**WHAT YOU SHOULD DO**
Can you render the rows below as a Markdown table with the columns Number and Line, from the line that contains "For each instance of the white breast, the" through the end of the rows? Skip blank lines and leave out the pictures.

════════════════════

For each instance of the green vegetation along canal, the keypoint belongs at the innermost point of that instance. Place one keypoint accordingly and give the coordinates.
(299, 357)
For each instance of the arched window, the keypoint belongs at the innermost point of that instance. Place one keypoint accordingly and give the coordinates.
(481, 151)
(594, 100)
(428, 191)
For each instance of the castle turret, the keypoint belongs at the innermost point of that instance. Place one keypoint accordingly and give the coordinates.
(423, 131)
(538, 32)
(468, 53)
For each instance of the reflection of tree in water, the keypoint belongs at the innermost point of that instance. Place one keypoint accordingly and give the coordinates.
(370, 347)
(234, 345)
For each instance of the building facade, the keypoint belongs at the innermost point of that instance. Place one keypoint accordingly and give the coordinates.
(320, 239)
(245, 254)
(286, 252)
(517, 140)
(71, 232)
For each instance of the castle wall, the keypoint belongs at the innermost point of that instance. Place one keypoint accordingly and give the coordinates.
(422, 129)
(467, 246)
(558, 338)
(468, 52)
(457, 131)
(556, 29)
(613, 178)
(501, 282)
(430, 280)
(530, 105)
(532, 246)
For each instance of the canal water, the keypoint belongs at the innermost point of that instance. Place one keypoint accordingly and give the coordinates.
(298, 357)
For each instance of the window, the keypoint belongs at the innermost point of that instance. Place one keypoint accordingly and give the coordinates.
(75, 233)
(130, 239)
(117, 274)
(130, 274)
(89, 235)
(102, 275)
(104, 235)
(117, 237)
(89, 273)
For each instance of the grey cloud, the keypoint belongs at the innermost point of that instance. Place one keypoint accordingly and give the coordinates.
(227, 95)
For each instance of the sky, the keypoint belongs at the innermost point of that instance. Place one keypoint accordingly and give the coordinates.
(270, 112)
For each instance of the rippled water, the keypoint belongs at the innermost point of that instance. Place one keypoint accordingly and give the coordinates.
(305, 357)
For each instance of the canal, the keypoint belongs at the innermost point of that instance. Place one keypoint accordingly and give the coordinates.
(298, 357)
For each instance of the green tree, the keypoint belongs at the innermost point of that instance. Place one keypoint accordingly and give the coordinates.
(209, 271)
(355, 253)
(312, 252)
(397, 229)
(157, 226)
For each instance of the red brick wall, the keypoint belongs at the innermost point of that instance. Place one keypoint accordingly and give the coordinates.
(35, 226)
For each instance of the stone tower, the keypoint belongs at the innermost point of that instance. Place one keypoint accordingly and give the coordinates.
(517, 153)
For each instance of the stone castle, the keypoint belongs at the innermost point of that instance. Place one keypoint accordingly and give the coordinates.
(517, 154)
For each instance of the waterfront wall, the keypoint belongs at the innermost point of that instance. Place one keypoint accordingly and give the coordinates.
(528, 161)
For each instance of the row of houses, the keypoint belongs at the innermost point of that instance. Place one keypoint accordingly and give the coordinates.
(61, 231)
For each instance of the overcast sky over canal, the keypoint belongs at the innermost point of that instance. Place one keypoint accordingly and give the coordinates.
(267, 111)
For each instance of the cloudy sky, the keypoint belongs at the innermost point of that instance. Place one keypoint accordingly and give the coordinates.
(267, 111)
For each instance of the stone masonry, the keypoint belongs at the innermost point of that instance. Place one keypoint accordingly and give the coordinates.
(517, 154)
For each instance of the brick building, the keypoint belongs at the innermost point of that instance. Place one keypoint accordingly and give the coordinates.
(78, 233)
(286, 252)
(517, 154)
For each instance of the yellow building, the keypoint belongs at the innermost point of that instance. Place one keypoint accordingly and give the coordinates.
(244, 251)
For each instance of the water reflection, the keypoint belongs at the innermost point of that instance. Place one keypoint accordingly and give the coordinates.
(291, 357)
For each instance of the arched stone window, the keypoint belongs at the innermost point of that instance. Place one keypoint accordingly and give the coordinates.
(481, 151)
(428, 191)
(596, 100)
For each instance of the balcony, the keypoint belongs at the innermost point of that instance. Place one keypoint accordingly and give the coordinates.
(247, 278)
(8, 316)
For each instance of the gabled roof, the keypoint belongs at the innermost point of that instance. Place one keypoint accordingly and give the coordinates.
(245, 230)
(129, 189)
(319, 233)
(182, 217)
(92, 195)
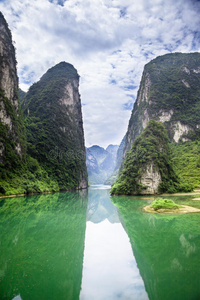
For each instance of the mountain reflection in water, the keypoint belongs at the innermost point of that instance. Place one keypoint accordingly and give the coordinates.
(109, 270)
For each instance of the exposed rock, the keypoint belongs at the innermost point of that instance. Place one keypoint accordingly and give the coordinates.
(147, 169)
(52, 107)
(168, 93)
(12, 144)
(180, 130)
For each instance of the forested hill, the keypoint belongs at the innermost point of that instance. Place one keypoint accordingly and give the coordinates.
(49, 154)
(52, 109)
(170, 93)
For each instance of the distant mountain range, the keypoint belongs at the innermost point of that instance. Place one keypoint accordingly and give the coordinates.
(100, 163)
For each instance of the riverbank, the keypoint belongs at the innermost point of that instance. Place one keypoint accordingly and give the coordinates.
(184, 209)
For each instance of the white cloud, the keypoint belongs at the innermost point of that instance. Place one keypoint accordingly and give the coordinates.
(107, 41)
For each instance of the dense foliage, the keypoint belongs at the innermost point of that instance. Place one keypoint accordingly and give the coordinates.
(151, 147)
(171, 84)
(54, 130)
(186, 162)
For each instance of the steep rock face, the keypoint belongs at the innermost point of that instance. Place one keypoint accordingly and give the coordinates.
(147, 168)
(169, 93)
(55, 135)
(12, 140)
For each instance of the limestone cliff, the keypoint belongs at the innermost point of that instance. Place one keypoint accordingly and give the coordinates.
(12, 140)
(169, 93)
(147, 168)
(52, 108)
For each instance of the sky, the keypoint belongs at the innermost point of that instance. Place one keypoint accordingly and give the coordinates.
(108, 42)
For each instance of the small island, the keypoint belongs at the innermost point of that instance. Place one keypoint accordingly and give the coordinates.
(169, 206)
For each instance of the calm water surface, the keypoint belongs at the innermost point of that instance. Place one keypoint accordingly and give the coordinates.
(82, 246)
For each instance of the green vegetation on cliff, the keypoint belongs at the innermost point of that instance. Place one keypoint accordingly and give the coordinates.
(52, 110)
(186, 162)
(45, 152)
(150, 148)
(166, 247)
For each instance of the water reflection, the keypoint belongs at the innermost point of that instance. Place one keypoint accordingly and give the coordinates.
(166, 248)
(42, 245)
(110, 270)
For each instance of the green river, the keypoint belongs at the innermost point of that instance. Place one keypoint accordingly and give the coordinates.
(87, 245)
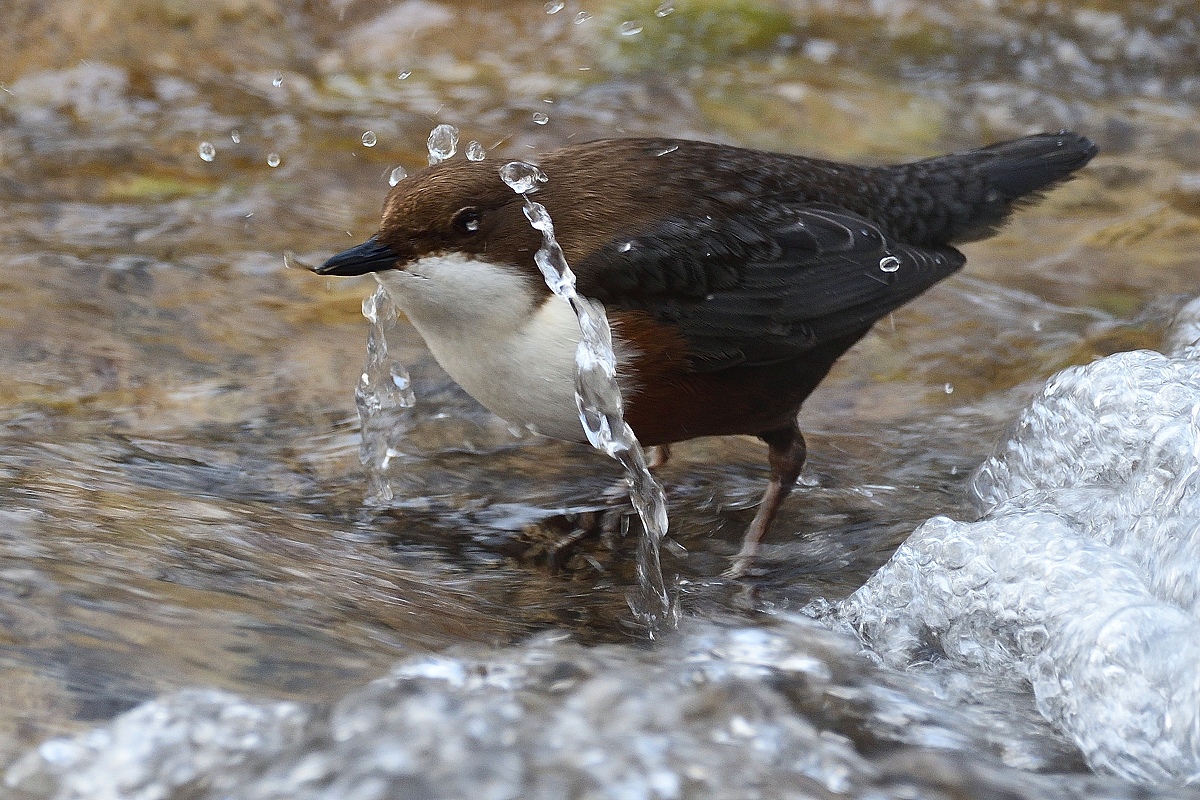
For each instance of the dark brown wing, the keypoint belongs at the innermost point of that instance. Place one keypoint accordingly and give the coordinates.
(765, 287)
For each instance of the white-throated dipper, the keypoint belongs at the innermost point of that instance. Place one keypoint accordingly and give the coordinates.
(732, 278)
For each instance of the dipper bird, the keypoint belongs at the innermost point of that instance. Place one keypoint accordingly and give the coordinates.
(732, 278)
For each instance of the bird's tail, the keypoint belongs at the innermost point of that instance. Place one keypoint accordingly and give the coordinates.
(967, 196)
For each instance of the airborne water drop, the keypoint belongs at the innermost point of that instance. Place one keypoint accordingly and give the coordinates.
(443, 143)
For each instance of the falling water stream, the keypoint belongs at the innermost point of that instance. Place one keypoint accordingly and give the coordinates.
(599, 402)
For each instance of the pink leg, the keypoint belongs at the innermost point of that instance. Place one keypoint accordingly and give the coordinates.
(786, 453)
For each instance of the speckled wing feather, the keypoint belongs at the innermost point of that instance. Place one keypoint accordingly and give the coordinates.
(763, 288)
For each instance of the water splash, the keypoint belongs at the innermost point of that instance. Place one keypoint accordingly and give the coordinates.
(1081, 579)
(599, 402)
(383, 392)
(443, 143)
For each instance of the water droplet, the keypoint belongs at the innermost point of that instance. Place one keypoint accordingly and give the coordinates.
(443, 143)
(522, 178)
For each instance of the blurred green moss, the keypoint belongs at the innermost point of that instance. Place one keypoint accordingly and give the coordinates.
(696, 31)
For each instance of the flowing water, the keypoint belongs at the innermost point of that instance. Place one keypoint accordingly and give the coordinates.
(196, 600)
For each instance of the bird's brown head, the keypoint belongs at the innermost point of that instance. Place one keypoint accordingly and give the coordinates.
(595, 193)
(456, 208)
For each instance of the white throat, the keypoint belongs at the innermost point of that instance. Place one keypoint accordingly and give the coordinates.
(510, 348)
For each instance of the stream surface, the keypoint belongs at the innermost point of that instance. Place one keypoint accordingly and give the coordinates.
(197, 602)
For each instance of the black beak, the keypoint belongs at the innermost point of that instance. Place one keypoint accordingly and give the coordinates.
(371, 256)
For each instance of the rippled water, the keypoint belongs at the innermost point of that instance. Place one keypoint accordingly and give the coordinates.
(196, 601)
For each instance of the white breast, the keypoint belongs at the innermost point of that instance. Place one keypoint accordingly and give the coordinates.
(511, 349)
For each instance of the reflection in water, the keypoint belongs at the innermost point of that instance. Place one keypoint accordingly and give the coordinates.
(183, 519)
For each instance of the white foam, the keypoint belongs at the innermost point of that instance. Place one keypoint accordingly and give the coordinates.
(1084, 577)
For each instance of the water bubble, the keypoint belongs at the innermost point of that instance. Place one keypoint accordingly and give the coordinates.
(443, 143)
(521, 176)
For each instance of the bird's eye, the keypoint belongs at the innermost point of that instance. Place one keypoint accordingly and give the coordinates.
(467, 220)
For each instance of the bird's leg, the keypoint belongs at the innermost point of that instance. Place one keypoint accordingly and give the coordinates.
(659, 456)
(786, 452)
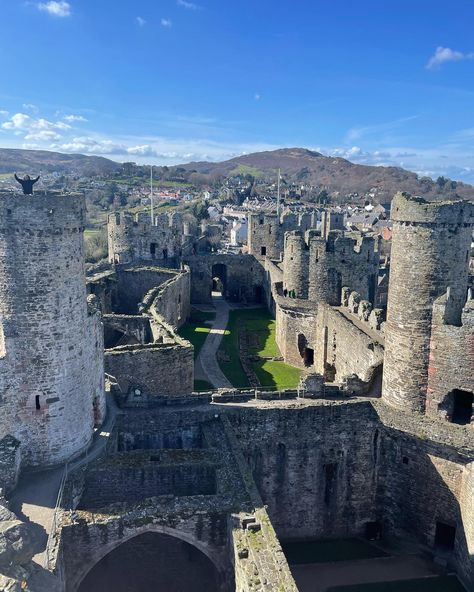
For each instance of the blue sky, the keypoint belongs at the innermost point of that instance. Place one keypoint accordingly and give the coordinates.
(168, 81)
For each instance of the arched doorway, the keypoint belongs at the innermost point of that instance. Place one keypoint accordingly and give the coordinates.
(153, 561)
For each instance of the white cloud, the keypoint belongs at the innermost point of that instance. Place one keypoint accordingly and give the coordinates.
(30, 107)
(358, 132)
(60, 9)
(442, 55)
(188, 5)
(145, 150)
(43, 136)
(71, 118)
(22, 123)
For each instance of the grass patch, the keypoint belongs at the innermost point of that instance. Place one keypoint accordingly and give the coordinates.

════════════════════

**ANSWER TO THIS PROBLEM**
| Number | Line |
|---|---|
| 1 | For each instance of the white breast, the keypoint belongs at the innermost point of that instance. Place one keypoint accordingly and give the coordinates. |
| 2 | (511, 349) |
| 3 | For each instance of the reflection in water, the keypoint belongs at the innermost point of that instance. Place one keypoint accordingly and give the coordinates. |
| 4 | (183, 519) |
| 5 | For each instance of the white foam, the keypoint belongs at the innermost point of that instance. Place one keypoint accordingly and give the coordinates. |
| 6 | (1084, 577) |
| 7 | For each instance of the water bubble, the keypoint belongs at the innermost point of that instance. Place one keypoint accordingly and give the coordinates. |
| 8 | (443, 143) |
| 9 | (521, 176) |
| 10 | For each instance of the bird's eye, the keypoint belongs at the innermost point of that instance. Place one keypoint accordingly and give the coordinates. |
| 11 | (467, 220) |
| 12 | For each instance of the bird's leg, the keypoint belongs at the innermost point of that instance. Place one keypoint accordingly and give the coordinates. |
| 13 | (659, 456) |
| 14 | (786, 452) |
| 15 | For each instance of the blue sky, the keypoint belongs at the innermost point of that instance. Place one keypoint accordingly and give the coordinates. |
| 16 | (168, 81) |
| 17 | For each instance of the arched doorway, the keypoint belongs at the innermost point of that instance. Place one keypoint accordingly and give the coordinates. |
| 18 | (153, 561) |
| 19 | For each instance of the white cloud, the keypoint belongs at the innermost point of that instance. Place one keypoint accordingly and give the coordinates. |
| 20 | (30, 107) |
| 21 | (358, 132) |
| 22 | (60, 9) |
| 23 | (442, 55) |
| 24 | (188, 5) |
| 25 | (145, 150) |
| 26 | (43, 136) |
| 27 | (71, 118) |
| 28 | (22, 123) |
| 29 | For each instance of the grass patch, the keypoint belongs at the innermost point of that instance. Place one keypoint accordingly and give the coordinates. |